Dataset excerpt:
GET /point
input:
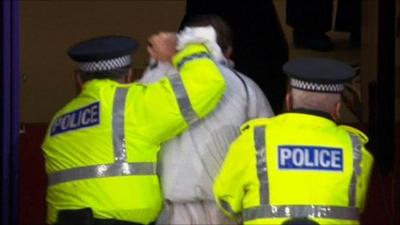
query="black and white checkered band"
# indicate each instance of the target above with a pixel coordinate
(309, 86)
(106, 65)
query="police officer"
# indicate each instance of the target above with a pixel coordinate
(101, 148)
(299, 164)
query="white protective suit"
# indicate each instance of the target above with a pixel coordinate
(189, 162)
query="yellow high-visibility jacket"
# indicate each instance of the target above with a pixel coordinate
(295, 165)
(101, 148)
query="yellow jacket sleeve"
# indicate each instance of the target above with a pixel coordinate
(167, 107)
(236, 176)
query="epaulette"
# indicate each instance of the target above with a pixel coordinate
(358, 133)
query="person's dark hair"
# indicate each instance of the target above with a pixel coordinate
(300, 221)
(116, 74)
(224, 32)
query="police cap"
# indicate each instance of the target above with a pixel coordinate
(102, 54)
(318, 74)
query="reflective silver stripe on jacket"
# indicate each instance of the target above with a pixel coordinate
(296, 211)
(191, 57)
(99, 171)
(183, 99)
(121, 167)
(260, 145)
(357, 157)
(118, 124)
(267, 211)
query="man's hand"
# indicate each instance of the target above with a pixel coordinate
(162, 46)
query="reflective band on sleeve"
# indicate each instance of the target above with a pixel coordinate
(191, 57)
(300, 211)
(99, 171)
(357, 157)
(259, 140)
(118, 125)
(183, 100)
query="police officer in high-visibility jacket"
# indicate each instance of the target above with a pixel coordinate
(299, 164)
(101, 148)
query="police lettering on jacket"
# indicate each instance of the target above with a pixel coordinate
(310, 158)
(81, 118)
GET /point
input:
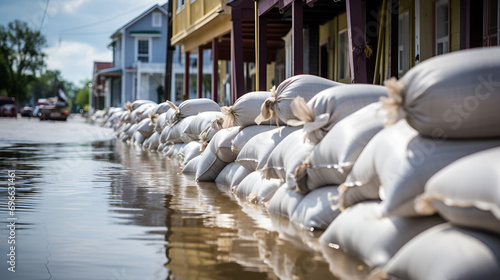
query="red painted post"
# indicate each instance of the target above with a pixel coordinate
(356, 34)
(262, 52)
(237, 58)
(297, 38)
(186, 75)
(215, 69)
(393, 47)
(199, 76)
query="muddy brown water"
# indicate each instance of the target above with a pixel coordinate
(91, 207)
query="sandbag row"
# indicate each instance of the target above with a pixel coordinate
(428, 180)
(386, 171)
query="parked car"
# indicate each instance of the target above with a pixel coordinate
(56, 109)
(27, 111)
(8, 107)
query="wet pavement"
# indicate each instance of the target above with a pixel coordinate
(90, 207)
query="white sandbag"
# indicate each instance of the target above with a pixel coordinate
(343, 265)
(192, 166)
(446, 252)
(161, 146)
(144, 128)
(265, 191)
(138, 138)
(173, 150)
(330, 106)
(232, 175)
(154, 141)
(255, 153)
(132, 129)
(169, 117)
(305, 86)
(314, 210)
(146, 113)
(455, 95)
(362, 232)
(160, 122)
(402, 162)
(257, 190)
(246, 109)
(466, 192)
(199, 124)
(286, 158)
(191, 150)
(224, 144)
(284, 201)
(175, 134)
(248, 185)
(130, 107)
(332, 159)
(247, 133)
(138, 103)
(164, 134)
(161, 108)
(192, 107)
(211, 165)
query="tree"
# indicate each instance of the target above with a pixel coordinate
(21, 56)
(82, 96)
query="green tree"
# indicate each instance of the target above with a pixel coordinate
(21, 57)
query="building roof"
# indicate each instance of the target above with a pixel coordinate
(130, 23)
(99, 65)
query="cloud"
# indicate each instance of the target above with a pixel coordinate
(75, 59)
(69, 6)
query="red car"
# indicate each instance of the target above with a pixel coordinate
(8, 107)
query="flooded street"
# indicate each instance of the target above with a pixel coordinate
(91, 207)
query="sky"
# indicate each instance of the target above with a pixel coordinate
(77, 31)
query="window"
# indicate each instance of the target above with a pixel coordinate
(343, 56)
(156, 19)
(180, 5)
(441, 27)
(143, 50)
(404, 43)
(490, 22)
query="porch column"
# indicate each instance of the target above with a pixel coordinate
(262, 52)
(356, 38)
(297, 38)
(215, 69)
(314, 49)
(394, 42)
(138, 85)
(237, 59)
(186, 75)
(471, 24)
(199, 76)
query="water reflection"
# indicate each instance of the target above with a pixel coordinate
(106, 210)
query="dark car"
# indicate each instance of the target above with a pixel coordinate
(27, 111)
(8, 107)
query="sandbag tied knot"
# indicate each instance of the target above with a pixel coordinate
(267, 110)
(228, 113)
(423, 204)
(312, 124)
(129, 107)
(177, 115)
(152, 118)
(392, 106)
(302, 168)
(203, 141)
(216, 124)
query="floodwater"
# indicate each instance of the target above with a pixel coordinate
(90, 207)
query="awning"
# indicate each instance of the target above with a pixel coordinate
(110, 72)
(145, 33)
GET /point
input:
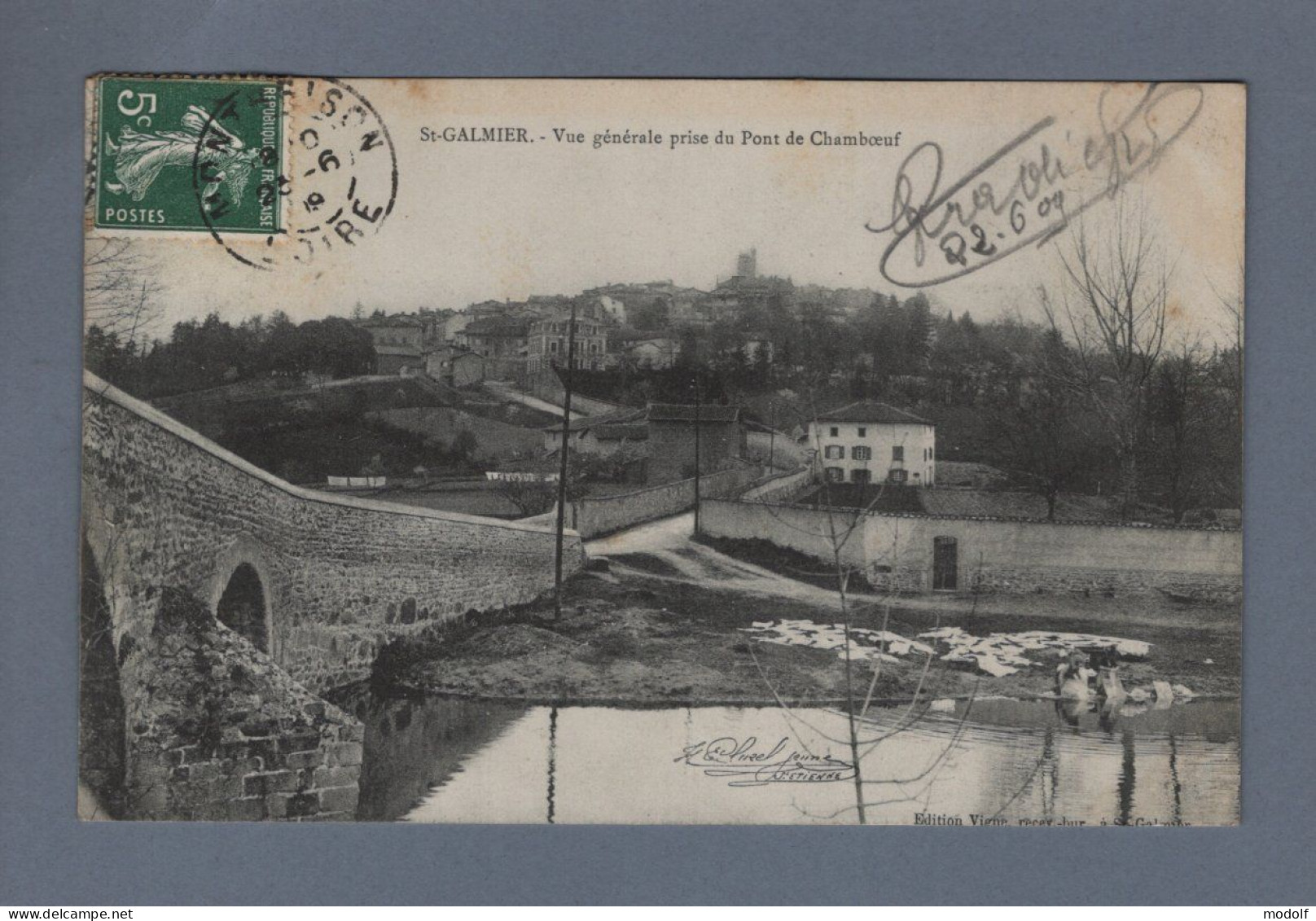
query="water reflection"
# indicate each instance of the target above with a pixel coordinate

§ Set task
Please count the lines of the records that contain the string "visibility" and reply with only that number.

§ Answer
2